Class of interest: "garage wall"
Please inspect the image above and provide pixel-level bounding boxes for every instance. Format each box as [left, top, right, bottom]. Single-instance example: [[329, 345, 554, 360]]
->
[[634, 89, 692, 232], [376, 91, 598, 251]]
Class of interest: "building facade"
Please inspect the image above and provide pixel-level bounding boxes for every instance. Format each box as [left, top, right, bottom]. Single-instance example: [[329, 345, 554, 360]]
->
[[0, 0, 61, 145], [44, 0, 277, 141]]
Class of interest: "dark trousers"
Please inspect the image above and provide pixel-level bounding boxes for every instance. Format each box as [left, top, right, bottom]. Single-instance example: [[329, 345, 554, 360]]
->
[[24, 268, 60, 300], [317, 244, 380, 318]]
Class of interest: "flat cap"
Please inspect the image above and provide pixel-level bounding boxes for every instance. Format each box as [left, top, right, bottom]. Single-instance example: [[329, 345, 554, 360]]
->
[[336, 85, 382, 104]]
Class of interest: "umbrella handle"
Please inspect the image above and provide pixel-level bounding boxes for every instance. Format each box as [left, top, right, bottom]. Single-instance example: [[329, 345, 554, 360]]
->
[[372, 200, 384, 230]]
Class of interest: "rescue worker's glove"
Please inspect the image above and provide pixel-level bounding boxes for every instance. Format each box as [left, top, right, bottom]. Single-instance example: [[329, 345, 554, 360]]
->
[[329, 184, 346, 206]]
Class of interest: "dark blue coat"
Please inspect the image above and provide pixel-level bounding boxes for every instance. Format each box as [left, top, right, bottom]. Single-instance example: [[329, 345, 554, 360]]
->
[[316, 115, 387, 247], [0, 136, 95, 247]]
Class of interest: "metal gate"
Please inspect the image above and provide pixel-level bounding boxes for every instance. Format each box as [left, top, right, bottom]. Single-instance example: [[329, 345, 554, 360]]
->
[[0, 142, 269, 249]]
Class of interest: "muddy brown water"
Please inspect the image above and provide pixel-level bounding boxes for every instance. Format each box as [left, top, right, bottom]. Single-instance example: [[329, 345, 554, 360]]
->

--

— OBIETTIVO —
Ricopia le righe dei dati senza alcuna modifica, dall'inizio fino alla riga con "[[0, 0, 61, 145], [44, 0, 277, 141]]", inclusa.

— COMPITO SVOLTO —
Class of interest: "garage wall"
Please inspect the image above and provide pixel-level bounding boxes for every instance. Format each box as [left, top, right, bottom]. Single-instance example: [[329, 345, 554, 360]]
->
[[634, 89, 692, 232], [376, 91, 598, 251]]
Class of interest: "building facade"
Please inspect the image above and provide pixel-level bounding boxes for every instance. Format each box as [left, top, right, bottom]. Single-instance example: [[329, 345, 554, 360]]
->
[[0, 0, 61, 145], [44, 0, 277, 141]]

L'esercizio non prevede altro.